* _PROBLEMS_:
1. Return the passage of the staging area documentation below word for word, beginning with the words "7.1.1 Connecting to" and stopping after "enable passive mode.".
2. Resume the staging area documentation below, writing on from its final sentence.

Access to the administration interface is possible via a privileged account only. Such accounts cannot be set via the administration interface directly. Contact the administrator directly to set such accounts.

7.1 The staging area

Once you have selected the files intended for preservation and presentation you can upload these to the staging area. This is a work space where you can assemble your ingest package. Here you:
  • use ftp to upload files to temporary storage and rearrange these
  • optionally upload a custom XML processing instruction

7.1.1 Connecting to the stagingarea

To connect to the staging area you need one or more ftp accounts. A CP administrator can use the Accounts section to manage these.

FileZilla and WinSCP are known to work well with the staging area. To make a connection:

  • create an ftp-account
  • set the host name of the staging area to the one mentioned in the ftp account confirmation e-mail
  • set the ftp client to support an explicit FTP over TLS connection
  • enable passive mode.
  • The ftp port to use is the default 21.

As a rule (and avoid confusion) use the CP user account to upload files and XML processing instructions with. Not your CP administrator account.

7.1.2 Folder and file conventions

After a CP user (of course, ftp procedures can be automated also) logs in with a ftp-account, the first directory visible is the home directory. A FTP client will show this as a "/".

The user should at least upload one main folder containing files (your dataset) in the home directory. This example illustrates the upload of a main folder called "unittest" and it contains a sub folder with 5 files.

See there are 10 files ? For each file you upload to the staging area, the FTP server produces a md5 checksum. This is stored next to the file in the format filename.md5. The checksum it contains is compared the one you deliver in a processing instruction in order to assert integrity. It contains something like this:

181c838e29cbb0602da4a160eece2217  1.1.tif

You should not delete automatically created md5 files. If you do; the ingest of your files can take a long time.

Any folder or file that starts with a dot, will be ignored by the ingest procedures. Also any digital file placed right in the home directory and not in a main folder will be ignored.

7.1.3 Supply custom derivatives

The object-repository has a service to create lower level copies of the masters. If you want you can add your own derivative material because it is of better quality or the type of derivative manufacturing is not supported.

Conventional offerings

The position and names of the derivatives must follow conventions:
  • the root folder in which the derivative is placed must be called ".level1" or ".level2" or ".level3". Notice these names start with a dot.
  • the derivative filename must be identical ( case sensitive ) to that of the master filename - excluding the file extension. For example, if the master is called MyFile.tiff or BigVideo.mpg then the custom derivative must be positioned and named like /.level1/MyFile.jpg or /.level2/BigVideo.mpg
  • the derivative must be parallel to the master file.
  • the extension of the derivative must be related to a known content type as indicated in this list. If you see that your derivative extension is not in this list, then make a feature request.

A few examples will clarify the points just made.

* _DATA SECTION_:
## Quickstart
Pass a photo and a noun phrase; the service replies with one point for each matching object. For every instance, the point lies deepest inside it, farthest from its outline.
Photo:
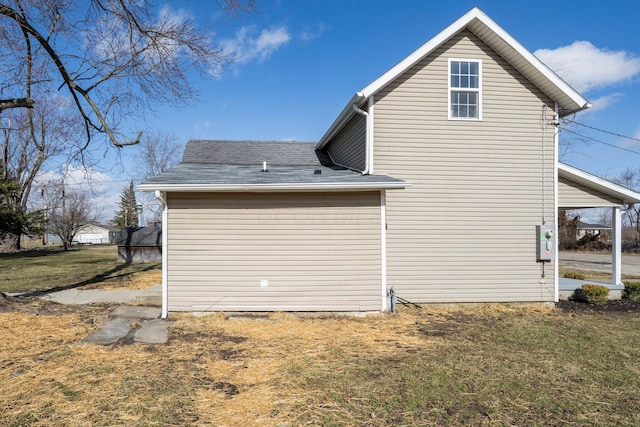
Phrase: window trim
(478, 90)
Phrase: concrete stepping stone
(136, 311)
(111, 332)
(154, 331)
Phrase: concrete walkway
(127, 323)
(92, 296)
(124, 327)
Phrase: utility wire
(598, 141)
(603, 131)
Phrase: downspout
(367, 136)
(160, 196)
(556, 150)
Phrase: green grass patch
(520, 370)
(632, 291)
(51, 268)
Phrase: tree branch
(16, 103)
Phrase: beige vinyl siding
(465, 230)
(572, 195)
(348, 147)
(318, 251)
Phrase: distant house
(94, 234)
(139, 244)
(585, 228)
(440, 179)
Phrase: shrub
(595, 294)
(632, 291)
(575, 275)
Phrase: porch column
(616, 246)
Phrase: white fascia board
(273, 187)
(341, 120)
(597, 183)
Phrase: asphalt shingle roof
(238, 163)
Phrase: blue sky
(301, 61)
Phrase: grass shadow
(98, 278)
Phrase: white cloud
(586, 67)
(103, 191)
(604, 102)
(249, 46)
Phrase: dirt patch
(612, 306)
(440, 326)
(41, 307)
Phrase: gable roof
(627, 195)
(238, 166)
(568, 99)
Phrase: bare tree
(630, 178)
(73, 210)
(156, 154)
(30, 138)
(111, 57)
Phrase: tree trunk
(11, 243)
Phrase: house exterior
(460, 133)
(139, 245)
(93, 234)
(588, 229)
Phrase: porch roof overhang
(624, 195)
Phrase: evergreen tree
(126, 216)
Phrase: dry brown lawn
(486, 365)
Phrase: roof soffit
(578, 176)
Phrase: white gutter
(367, 137)
(165, 255)
(339, 122)
(275, 187)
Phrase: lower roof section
(607, 192)
(216, 177)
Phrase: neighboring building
(585, 228)
(432, 180)
(139, 244)
(94, 234)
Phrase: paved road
(599, 262)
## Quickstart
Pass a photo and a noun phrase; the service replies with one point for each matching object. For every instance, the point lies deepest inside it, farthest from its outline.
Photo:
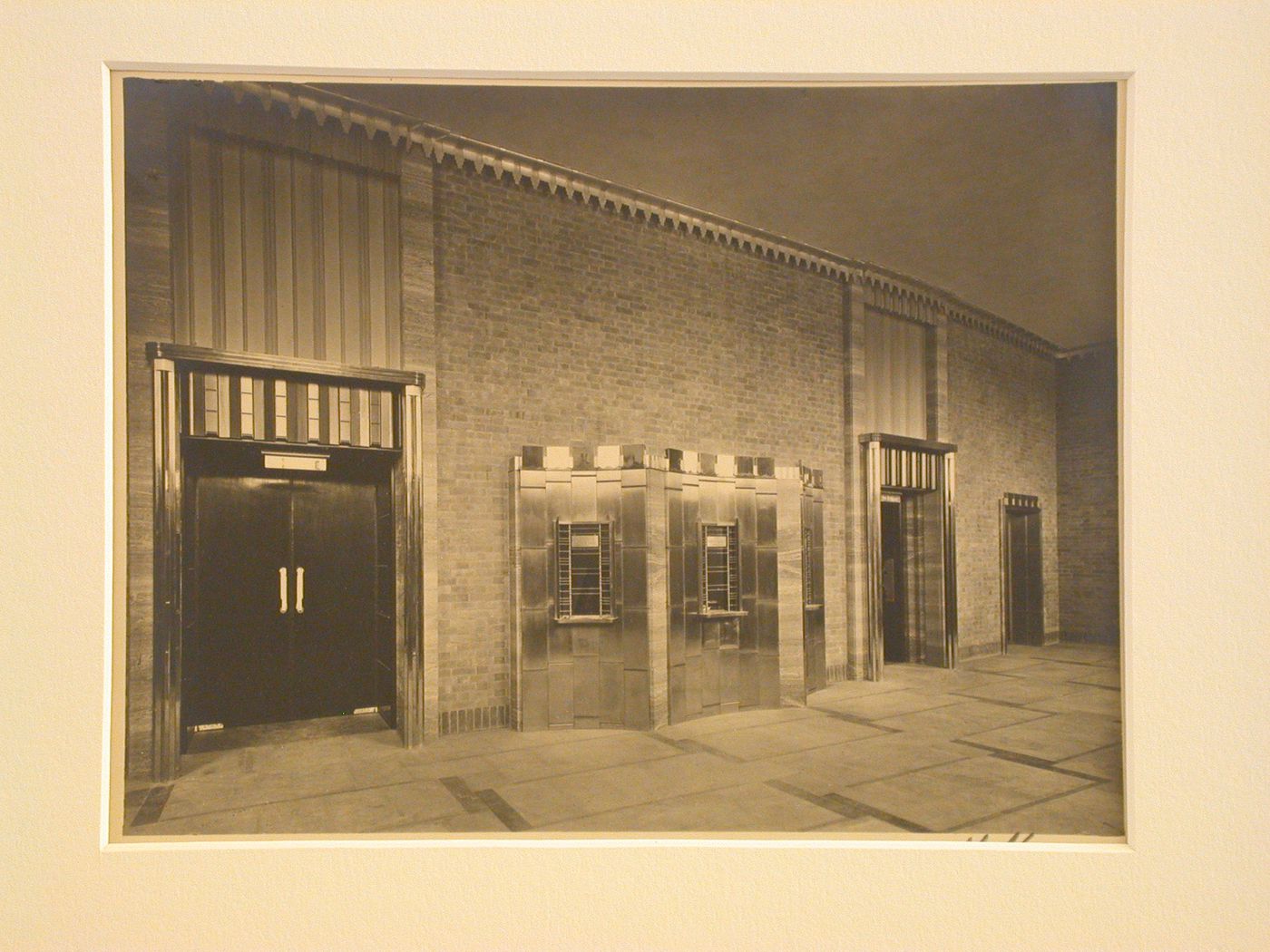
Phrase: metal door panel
(334, 546)
(235, 662)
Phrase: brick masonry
(1089, 574)
(562, 323)
(1002, 403)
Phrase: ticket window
(584, 574)
(720, 568)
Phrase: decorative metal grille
(720, 568)
(288, 410)
(584, 573)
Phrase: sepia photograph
(533, 460)
(635, 475)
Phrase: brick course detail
(562, 323)
(1089, 535)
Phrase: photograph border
(1194, 873)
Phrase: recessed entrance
(291, 586)
(288, 539)
(910, 546)
(1022, 588)
(894, 622)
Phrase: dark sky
(1003, 194)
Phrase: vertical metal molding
(167, 571)
(950, 634)
(410, 707)
(873, 545)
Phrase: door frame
(171, 364)
(910, 466)
(1010, 504)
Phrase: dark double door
(894, 597)
(285, 588)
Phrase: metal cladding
(812, 510)
(698, 533)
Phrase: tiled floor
(1018, 746)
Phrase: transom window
(584, 574)
(720, 568)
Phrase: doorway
(289, 578)
(1022, 586)
(894, 600)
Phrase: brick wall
(559, 323)
(1088, 498)
(1001, 415)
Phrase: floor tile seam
(279, 743)
(815, 746)
(296, 800)
(507, 814)
(910, 771)
(1101, 687)
(856, 719)
(1051, 797)
(878, 814)
(952, 738)
(592, 770)
(1099, 751)
(1037, 762)
(819, 800)
(158, 796)
(644, 802)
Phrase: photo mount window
(584, 570)
(720, 568)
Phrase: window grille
(584, 574)
(720, 568)
(808, 575)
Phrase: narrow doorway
(894, 602)
(1022, 583)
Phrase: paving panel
(1054, 738)
(913, 751)
(950, 795)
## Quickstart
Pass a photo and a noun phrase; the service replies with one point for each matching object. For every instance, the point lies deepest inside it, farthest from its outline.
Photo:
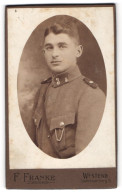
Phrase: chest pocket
(37, 118)
(62, 129)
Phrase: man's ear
(79, 51)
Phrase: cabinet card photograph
(60, 96)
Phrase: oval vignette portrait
(61, 86)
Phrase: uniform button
(91, 82)
(58, 82)
(61, 124)
(66, 79)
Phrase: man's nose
(55, 53)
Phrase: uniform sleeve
(89, 115)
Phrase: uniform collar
(65, 77)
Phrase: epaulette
(90, 83)
(47, 80)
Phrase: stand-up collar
(65, 77)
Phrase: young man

* _WRITTEN RESPONSES_:
1.
7.1.1 Connecting to the stagingarea

To connect to the staging area you need one or more ftp accounts. A CP administrator can use the Accounts section to manage these.

FileZilla and WinSCP are known to work well with the staging area. To make a connection:

  • create an ftp-account
  • set the host name of the staging area to the one mentioned in the ftp account confirmation e-mail
  • set the ftp client to support an explicit FTP over TLS connection
  • enable passive mode.

2.
Example 1

A master is placed deep within some subfolders: /main_folder/b/c/d/myLargeFile.tiff And the derivative file is called myLargeFile.png

Then a level1 derivative can be placed anywhere by inserting a .level1 folder thus:

  • /main_folder/b/c/d/.level1/myLargeFile.png
  • /main_folder/b/c/.level1/myLargeFile.png
  • /main_folder/b/.level1/d/myLargeFile.png
  • /main_folder/.level1/c/d/myLargeFile.png

Or by substituting a folder so:

  • /main_folder/b/c/.level1/myLargeFile.png
  • /main_folder/b/.level1/d/myLargeFile.png
  • /main_folder/.level1/c/d/myLargeFile.png

Example 2

A master is placed in the main folder /mydataset/myVeryLargeMovie.mpg Then we offer both level1, level2 and a level3 file like this:
  • /mydataset/.level1/myVeryLargeMovie.mpg
  • /mydataset/.level2/myVeryLargeMovie.mpg
  • /mydataset/.level3/myVeryLargeMovie.mpg

The derivative service will first look a custom derivative. If it does not find a one, it will attempt to produce it

Supplying derivatives some time after an ingest

To add custom derivatives after the ingest is completed, you follow the same procedure:
  • upload your custom derivative files according to the location convention
  • in case your instruction gives validation warnings on absent master locations: disable and save the plan's master and any other non-related derivative tasks. Then validate the instruction
  • Start processing your files.

Should you have deleted your instruction, then either recreate it from the Stored objects menu. Or re upload a new one which should contain the location elements from which the custom derivative can be found.

In case you re upload for the sake of ingesting custom derivatives, the location element need not be the same as the original master files from a previous instruction.

7.2 Setting the Process instruction

The administration interface and an XML processing instruction together makes it all work. An instruction has required and optional values. Those values can be set at three levels:

1. Profile

Via the administration interface select profile. Default instruction settings can be placed there by a CP administrator. It makes sense therefore, to set all your broad access policies and most frequently used file content values here. Settings in the profile substitute any absent values in the XML processing instruction.

2. instruction.xml

The instruction.xml is a XML document. It's main element is named instruction and contains attributes identical to those you set in the profile. Any setting here will override those in the profile. Typically you would set values that are exceptions to the more global general situation.

Each main folder ought to contain an XML document. However with automated creation of instructions you need no XML.

3. Stagingfile

In the instruction.xml's child elements one should mention stagingfile elements. A stagingfile element represents the file and any settings here will override those in the main element and profile. The stagingfile is the only element that has some unique settings not present in the profile or instruction, such as md5, location and pid value.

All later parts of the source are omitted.